**Extrait fourni**
>>

L’homme eut le malheur de ne point tenir compte de cette défense
et de cette menace. Emporté par un mouvement d’orgueil,
à la suggestion du Tentateur perfide, il désobéit
à Dieu. Aussitôt, le privilège de vie immortelle,
accordé par Dieu à la nature humaine dans la personne
du premier homme lui fut enlevé. Pour toujours désormais,
la mort devait régner dans le genre humain déchu. Mais
Dieu, dans sa miséricorde, faite de sagesse, de bonté
et de puissance infinie, allait tout restaurer en vue d’un triomphe
éblouissant sur la mort et sur le démon, qui en était
le premier auteur. Il allait créer l’homme nouveau par
lequel Il remporterait sa victoire. Le démon avait vaincu en
amenant l’homme premier à désobéir. Dieu
allait vaincre en se donnant, dans l’homme nouveau, un obéissant
parfait . Et, de même que la désobéissance du
premier avait causé la mort en violant le précepte auquel
était attachée l’immortelle vie ; de même
l’homme nouveau restaurerait la vie en observant fidèlement
et par obéissance au Chef, Dieu lui-même, souverain maître
de la mort et de la vie , le précepte qui lui commandait d’aller
à la mort. Toute l’économie des conseils de Dieu,
dans l’histoire du genre humain, tient dans ce double contraste
: d’une vie immortelle perdue par une désobéissance
qui méprisait le précepte de la vie ; et de cette même
vie immortelle reconquise par une obéissance qui embrasserait
amoureusement le précepte de la mort.

<<

**Extraits de données**
>>

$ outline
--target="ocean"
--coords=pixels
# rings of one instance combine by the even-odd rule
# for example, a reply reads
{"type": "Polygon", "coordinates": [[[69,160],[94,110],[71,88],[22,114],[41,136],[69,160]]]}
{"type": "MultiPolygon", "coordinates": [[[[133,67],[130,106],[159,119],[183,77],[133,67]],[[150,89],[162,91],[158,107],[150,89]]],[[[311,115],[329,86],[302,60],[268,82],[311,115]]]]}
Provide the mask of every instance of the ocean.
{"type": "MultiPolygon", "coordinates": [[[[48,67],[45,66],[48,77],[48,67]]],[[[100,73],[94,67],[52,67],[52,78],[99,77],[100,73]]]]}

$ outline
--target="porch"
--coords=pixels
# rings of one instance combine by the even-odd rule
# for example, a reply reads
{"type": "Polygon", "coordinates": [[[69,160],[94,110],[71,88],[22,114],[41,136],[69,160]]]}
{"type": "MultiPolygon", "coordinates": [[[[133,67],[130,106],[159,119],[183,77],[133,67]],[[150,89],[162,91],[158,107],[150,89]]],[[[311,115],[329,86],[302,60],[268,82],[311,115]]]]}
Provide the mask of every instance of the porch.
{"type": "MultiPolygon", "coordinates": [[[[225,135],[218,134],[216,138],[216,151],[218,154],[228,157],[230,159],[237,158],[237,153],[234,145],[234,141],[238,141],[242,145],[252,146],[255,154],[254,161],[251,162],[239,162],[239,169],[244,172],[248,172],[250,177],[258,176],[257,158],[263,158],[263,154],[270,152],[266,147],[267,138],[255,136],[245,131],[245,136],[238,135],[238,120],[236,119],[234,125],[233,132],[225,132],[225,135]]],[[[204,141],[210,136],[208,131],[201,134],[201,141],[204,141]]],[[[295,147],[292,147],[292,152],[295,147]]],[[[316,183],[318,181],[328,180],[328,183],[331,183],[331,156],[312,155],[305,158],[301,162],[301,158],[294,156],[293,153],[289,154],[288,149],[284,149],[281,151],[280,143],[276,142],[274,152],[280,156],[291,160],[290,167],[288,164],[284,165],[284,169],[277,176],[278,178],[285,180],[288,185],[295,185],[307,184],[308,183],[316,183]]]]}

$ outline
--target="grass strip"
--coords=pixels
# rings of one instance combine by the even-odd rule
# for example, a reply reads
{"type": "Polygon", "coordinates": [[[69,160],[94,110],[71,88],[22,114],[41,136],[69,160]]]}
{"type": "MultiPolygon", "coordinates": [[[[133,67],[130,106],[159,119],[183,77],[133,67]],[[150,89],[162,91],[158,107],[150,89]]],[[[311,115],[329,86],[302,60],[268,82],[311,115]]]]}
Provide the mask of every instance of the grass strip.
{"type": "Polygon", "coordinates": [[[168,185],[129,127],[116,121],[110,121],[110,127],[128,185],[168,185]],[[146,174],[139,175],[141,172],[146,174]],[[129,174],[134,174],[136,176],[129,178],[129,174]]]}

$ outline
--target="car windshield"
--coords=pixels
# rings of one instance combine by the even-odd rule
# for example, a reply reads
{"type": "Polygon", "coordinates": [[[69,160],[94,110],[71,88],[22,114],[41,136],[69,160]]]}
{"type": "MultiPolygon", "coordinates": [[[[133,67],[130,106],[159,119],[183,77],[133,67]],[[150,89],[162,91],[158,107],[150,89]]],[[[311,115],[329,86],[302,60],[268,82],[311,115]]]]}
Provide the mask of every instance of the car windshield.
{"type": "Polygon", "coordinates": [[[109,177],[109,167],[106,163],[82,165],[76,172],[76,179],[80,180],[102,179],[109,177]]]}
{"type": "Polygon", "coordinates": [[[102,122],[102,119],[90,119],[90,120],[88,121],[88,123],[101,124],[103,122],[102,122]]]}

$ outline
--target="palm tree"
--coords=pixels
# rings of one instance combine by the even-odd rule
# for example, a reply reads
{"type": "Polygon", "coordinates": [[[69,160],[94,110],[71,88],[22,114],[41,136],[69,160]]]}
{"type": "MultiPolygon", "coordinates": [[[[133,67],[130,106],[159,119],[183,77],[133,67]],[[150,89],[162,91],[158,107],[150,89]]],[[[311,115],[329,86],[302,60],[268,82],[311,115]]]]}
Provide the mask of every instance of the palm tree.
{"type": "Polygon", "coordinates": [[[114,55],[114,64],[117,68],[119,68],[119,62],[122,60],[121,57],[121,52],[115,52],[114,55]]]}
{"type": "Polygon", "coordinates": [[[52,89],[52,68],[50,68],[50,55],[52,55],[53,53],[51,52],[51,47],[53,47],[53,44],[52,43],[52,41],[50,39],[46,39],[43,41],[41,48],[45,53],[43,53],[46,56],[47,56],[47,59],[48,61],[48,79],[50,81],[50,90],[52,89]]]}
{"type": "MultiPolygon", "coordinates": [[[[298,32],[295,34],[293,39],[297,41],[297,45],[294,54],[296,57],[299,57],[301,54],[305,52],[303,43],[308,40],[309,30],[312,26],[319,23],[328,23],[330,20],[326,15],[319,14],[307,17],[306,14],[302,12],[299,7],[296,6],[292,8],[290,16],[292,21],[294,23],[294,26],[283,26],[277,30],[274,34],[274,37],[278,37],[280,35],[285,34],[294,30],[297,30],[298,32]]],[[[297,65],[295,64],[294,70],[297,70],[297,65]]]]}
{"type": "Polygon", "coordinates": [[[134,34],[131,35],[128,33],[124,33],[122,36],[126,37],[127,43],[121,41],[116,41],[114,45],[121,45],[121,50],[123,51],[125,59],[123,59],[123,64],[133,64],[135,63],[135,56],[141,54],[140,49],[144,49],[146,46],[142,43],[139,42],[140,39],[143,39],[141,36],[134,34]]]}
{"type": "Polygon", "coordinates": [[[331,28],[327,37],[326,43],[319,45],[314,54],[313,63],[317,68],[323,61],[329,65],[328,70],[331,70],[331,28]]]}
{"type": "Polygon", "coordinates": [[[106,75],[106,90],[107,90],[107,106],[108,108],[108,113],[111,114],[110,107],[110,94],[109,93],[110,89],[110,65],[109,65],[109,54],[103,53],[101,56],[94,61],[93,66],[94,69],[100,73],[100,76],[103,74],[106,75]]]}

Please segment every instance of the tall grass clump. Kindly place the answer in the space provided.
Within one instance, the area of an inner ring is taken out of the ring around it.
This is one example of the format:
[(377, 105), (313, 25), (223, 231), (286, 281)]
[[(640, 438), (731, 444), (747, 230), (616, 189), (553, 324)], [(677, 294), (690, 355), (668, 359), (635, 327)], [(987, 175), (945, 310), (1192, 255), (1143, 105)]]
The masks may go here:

<<

**Tâche à accomplir**
Reprenez le texte sur la désobéissance du premier homme et l'obéissance de l'homme nouveau, et prolongez-le à la suite de sa dernière phrase.

**Résultat**
Obéissance et charité
Saint Thomas dit que le « Christ
a été obéissant par amour pour le Père
qui commandait ». (ad tertium).
Conclusion du Père Pègues
: :
Le Christ s’est livré Lui-même
à la Passion et à la mort. Comme Dieu et comme homme,
et comme Verbe incarné ou comme Dieu-Homme, non seulement il
n’y avait, pour Lui, aucune nécessité de souffrir
ou de mourir, mais Il avait tout pouvoir, un pouvoir absolu d’éviter
la passion et la mort. Toutefois Il a voulu les subir. Et c’est
parce qu’Il a voulu les subir qu’en effet la Passion et
la mort l’ont atteint. D’où il résulte qu’en
toute vérité Il s’est sacrifié Lui-même
; ce qui est la raison même de son sacerdoce. Or, Il l’a
fait par obéissance, pour accomplir ce qu’Il savait être
une pensée arrêtée dans les conseils de Dieu son
Père, une volonté ferme portant sur un dessein qui devait
montrer en pleine lumière la sagesse, la bonté, la puissance
infinie de Dieu dans l’économie de son œuvre par
excellence : la restauration, par la mort volontaire de son Fils sur
la Croix, de l’œuvre ruinée au début du genre
humain par la désobéissance du premier homme détachant
de l’arbre du Paradis terrestre, à l’instigation
du démon, le fruit défendu.
Cette volonté formelle du Père
permettra-t-elle de dire en toute vérité que le Père
a livré Lui-même son Fils à la Passion et à
la mort ? Saint Thomas étudie le problème à l’article
suivant
Article 3 : Si Dieu le Père a
livré le Christ à la Passion ?
Cela ne semble pas possible : car il
est inique et cruel qu’un innocent soit livré à
la torture et à la mort. Ergo.
Il est dit aux Ephésiens que « le Christ s’est
livré Lui-même pour nous » (Eph 5 2) Ergo.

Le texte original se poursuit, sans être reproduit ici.